— Instruções —
Transcreva literalmente o trecho do texto sobre Quangeio que vai de "De entre os" a "um culto moderno.", ambos incluídos.

— Excerto do documento —

────

Quangeio

De entre os deuses ibéricos dos quais se sabe muito pouco, há um que é referido em diversas aras pelo nome de Quangeius. Não se conhece qualquer representação, elemento iconográfico ou sequer identificação com uma divindade latina, a juntar à ausência de textos e mitos antigos que atinge de forma universal os panteões da península. Mas apesar disso, o caso de Quangeio nem é dos piores e, do pouco que se sabe, consegue-se ainda assim extrair uma imagem muito básica que, não obstante o seu carácter hipotético, é suficiente para lançar as bases de um culto moderno.

1. A informação
Conhecem-se onze aras dedicadas a Quangeio, quase todas encontradas no que é actualmente território português: duas no concelho do Sabugal, duas no de Penamacor, uma no Fundão, três em Nisa e uma em Borba, a que se juntam uma na região de Cáceres e outra na de Ourense, já no que é hoje solo espanhol. A leitura ou valor de algumas delas não é aceite sem hesitações por todos os académicos, havendo dúvidas sobre a que foi encontrada no Fundão e o contexto da de Borba (Olivares Pedreño 2002: 29.1). Igualmente problemática para alguns é a ara encontrada no concelho galego de Verín, em Ourense, não tanto pela variação mínima do teónimo – Quamgeius em vez de Quangeius – mas pela distância que a separa das outras peças dedicadas ao mesmo deus (Olivares Pedreño 2002: 93.1).

Locais onde se encontraram vestígios do culto a Quangeio.

Locais onde se encontraram vestígios do culto a Quangeio (mapa da minha autoria).

────

— Material fornecido —
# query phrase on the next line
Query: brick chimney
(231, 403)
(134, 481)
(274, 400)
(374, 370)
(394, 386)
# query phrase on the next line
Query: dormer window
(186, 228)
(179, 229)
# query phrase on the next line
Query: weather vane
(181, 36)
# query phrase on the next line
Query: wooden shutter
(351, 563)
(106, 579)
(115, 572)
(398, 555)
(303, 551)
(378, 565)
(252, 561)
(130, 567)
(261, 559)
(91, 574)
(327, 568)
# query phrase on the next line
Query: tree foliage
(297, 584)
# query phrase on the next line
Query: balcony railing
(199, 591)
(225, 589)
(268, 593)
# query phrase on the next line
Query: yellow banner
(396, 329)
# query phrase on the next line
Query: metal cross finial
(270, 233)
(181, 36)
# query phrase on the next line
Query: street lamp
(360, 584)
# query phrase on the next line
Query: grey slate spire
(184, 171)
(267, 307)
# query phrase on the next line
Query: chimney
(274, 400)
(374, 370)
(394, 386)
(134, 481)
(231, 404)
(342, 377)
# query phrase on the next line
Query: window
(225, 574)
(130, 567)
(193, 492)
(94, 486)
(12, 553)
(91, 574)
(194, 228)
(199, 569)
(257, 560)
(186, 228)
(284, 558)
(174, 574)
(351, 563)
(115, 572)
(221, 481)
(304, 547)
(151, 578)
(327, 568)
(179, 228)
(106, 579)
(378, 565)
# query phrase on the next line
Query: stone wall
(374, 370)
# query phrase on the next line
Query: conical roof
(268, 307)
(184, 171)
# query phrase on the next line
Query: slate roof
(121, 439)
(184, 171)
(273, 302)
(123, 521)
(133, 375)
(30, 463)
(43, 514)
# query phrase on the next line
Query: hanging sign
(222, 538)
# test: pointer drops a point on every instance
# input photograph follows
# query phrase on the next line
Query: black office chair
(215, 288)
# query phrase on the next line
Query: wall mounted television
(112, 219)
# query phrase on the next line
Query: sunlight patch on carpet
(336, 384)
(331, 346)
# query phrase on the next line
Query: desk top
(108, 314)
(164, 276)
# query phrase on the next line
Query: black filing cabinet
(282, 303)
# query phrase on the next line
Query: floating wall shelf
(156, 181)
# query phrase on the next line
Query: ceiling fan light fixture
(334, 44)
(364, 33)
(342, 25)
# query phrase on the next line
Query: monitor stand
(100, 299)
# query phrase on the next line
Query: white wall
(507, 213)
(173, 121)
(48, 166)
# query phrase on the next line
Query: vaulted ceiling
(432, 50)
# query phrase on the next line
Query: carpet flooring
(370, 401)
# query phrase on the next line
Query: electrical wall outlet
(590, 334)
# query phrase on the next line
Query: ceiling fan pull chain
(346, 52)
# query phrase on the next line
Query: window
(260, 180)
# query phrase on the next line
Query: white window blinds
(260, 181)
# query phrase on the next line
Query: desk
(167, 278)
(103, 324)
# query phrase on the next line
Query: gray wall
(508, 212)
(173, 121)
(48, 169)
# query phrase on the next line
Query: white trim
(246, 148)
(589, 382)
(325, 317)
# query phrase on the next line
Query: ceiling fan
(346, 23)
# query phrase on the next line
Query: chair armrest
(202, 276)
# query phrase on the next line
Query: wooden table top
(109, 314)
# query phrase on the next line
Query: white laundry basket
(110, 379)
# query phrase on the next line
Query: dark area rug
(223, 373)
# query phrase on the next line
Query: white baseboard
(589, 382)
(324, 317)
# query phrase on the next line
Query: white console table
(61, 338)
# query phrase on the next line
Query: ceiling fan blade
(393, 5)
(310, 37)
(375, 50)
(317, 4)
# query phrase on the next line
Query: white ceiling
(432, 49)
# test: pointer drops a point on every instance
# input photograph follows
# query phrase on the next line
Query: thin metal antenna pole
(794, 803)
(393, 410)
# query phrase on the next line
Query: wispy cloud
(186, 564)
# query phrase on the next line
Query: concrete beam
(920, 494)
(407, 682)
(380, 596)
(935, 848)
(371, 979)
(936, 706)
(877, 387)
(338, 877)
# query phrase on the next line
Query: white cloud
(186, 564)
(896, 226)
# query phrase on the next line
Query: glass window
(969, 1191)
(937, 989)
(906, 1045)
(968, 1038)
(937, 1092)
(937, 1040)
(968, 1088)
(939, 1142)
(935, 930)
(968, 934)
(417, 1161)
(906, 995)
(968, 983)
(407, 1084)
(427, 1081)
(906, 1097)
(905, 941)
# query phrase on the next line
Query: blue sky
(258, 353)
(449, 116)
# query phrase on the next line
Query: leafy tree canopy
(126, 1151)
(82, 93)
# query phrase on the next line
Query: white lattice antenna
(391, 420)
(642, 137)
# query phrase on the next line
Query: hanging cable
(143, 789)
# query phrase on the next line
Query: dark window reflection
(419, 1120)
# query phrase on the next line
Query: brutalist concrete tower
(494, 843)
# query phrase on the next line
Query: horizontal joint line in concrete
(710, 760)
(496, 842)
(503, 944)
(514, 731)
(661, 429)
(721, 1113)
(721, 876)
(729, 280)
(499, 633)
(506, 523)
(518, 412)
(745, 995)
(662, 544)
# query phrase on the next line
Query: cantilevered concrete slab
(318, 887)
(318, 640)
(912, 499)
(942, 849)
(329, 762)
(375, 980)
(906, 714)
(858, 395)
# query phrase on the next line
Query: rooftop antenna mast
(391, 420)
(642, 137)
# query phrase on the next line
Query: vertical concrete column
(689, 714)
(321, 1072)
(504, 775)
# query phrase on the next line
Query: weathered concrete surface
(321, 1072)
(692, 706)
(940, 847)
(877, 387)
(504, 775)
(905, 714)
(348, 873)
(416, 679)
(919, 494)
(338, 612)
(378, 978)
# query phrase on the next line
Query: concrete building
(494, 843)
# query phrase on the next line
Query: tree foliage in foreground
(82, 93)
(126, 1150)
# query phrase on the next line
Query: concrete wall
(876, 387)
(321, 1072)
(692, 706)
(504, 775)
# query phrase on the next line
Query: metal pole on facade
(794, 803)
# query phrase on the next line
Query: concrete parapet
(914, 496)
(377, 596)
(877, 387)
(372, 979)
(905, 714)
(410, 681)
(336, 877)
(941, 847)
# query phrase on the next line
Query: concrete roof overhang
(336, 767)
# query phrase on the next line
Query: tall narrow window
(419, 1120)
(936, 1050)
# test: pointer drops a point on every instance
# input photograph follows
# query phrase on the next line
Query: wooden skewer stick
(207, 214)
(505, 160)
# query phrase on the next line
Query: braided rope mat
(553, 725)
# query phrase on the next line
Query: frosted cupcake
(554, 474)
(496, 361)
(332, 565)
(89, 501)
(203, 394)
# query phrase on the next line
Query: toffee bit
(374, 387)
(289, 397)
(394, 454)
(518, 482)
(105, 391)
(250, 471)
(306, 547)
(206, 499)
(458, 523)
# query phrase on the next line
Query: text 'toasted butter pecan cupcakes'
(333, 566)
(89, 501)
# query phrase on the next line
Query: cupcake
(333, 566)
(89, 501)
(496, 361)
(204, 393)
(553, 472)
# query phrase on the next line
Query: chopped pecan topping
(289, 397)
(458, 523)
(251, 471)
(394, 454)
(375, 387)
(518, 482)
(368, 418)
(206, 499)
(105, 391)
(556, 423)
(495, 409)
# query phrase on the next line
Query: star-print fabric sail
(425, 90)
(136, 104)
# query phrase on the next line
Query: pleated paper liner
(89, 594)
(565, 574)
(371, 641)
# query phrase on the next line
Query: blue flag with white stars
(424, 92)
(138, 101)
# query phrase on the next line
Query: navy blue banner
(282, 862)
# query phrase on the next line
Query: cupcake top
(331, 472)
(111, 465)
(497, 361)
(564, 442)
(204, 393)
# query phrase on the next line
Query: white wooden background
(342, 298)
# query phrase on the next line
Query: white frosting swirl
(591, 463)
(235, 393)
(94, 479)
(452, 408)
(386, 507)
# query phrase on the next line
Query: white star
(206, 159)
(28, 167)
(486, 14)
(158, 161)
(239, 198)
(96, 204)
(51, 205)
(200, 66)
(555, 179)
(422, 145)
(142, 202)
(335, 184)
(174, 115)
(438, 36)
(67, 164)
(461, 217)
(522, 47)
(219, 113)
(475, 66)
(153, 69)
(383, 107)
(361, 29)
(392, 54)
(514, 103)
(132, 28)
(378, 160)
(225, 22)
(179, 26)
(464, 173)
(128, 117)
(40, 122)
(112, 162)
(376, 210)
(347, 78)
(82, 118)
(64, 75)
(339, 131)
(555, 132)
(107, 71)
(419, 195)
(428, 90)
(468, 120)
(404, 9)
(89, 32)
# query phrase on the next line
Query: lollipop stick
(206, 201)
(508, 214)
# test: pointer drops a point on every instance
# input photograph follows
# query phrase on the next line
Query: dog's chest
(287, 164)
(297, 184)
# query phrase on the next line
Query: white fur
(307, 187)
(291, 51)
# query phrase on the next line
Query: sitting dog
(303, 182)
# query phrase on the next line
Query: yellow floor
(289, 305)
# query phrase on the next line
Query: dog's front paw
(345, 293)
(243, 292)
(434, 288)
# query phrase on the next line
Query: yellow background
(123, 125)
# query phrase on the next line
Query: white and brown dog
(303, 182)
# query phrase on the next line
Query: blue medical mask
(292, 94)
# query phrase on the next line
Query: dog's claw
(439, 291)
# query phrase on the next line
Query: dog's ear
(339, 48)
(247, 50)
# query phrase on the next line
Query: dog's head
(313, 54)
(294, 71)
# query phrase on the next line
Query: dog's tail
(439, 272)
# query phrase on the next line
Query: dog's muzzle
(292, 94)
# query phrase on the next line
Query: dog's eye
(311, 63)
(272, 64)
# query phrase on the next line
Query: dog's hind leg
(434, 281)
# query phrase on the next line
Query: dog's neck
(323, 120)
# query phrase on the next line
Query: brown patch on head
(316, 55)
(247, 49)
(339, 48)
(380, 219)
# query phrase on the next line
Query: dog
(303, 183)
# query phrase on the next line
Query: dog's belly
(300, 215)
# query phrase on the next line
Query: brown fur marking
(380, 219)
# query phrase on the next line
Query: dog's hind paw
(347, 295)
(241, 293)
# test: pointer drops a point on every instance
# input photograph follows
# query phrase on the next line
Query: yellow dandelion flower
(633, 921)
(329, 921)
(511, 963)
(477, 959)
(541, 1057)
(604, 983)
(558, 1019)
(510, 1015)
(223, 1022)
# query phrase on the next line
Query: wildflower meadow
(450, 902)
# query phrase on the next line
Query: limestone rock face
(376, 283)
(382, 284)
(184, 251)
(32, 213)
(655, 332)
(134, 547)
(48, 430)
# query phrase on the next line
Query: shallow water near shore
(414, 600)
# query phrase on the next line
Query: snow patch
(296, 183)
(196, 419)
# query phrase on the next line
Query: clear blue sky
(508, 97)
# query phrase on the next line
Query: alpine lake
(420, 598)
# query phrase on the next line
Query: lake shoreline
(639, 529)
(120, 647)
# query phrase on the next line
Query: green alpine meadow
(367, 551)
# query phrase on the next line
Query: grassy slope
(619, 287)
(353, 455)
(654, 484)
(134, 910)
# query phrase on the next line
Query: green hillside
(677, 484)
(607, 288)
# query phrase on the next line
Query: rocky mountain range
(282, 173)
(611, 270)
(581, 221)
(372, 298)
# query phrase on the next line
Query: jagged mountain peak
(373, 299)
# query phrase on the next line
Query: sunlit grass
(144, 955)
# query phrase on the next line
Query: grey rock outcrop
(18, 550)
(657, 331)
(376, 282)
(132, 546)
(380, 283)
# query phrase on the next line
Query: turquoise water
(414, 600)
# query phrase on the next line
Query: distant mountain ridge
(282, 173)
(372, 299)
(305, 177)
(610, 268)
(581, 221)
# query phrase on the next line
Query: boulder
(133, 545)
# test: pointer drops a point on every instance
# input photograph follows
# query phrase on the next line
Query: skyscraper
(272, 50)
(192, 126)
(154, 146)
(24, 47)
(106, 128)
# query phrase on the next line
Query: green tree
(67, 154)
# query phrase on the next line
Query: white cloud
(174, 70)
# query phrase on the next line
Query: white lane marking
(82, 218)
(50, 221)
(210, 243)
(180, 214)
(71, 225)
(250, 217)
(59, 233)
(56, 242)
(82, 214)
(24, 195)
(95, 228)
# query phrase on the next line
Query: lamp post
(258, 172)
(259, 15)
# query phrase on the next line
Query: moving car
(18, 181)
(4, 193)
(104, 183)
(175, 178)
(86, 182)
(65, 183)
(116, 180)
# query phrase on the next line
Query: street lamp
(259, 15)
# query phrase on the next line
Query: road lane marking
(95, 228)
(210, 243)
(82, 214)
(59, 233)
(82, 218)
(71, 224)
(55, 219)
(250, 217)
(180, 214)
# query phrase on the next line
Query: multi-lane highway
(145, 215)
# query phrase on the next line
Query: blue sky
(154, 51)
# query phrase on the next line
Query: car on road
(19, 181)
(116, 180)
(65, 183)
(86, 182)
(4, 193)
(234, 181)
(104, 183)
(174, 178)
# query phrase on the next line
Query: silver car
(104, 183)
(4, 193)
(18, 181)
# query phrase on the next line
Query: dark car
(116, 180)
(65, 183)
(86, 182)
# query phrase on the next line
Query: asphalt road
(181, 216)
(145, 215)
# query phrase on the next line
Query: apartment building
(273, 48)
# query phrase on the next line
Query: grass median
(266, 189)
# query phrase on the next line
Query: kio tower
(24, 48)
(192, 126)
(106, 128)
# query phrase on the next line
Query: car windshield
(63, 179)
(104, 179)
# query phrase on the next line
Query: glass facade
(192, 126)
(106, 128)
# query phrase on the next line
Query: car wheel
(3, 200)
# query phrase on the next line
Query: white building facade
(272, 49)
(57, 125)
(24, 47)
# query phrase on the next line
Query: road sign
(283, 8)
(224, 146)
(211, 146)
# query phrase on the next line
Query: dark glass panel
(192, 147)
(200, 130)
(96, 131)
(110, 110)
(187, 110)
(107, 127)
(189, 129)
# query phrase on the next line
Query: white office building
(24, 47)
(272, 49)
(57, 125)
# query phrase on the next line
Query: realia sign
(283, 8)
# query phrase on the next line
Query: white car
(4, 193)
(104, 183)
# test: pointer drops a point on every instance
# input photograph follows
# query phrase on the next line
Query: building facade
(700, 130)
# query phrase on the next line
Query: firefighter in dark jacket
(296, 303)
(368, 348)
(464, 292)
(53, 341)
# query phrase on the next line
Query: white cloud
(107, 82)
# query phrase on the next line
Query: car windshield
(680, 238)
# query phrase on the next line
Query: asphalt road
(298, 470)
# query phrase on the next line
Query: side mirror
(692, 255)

────

— Problema resolvido —
De entre os deuses ibéricos dos quais se sabe muito pouco, há um que é referido em diversas aras pelo nome de Quangeius. Não se conhece qualquer representação, elemento iconográfico ou sequer identificação com uma divindade latina, a juntar à ausência de textos e mitos antigos que atinge de forma universal os panteões da península. Mas apesar disso, o caso de Quangeio nem é dos piores e, do pouco que se sabe, consegue-se ainda assim extrair uma imagem muito básica que, não obstante o seu carácter hipotético, é suficiente para lançar as bases de um culto moderno.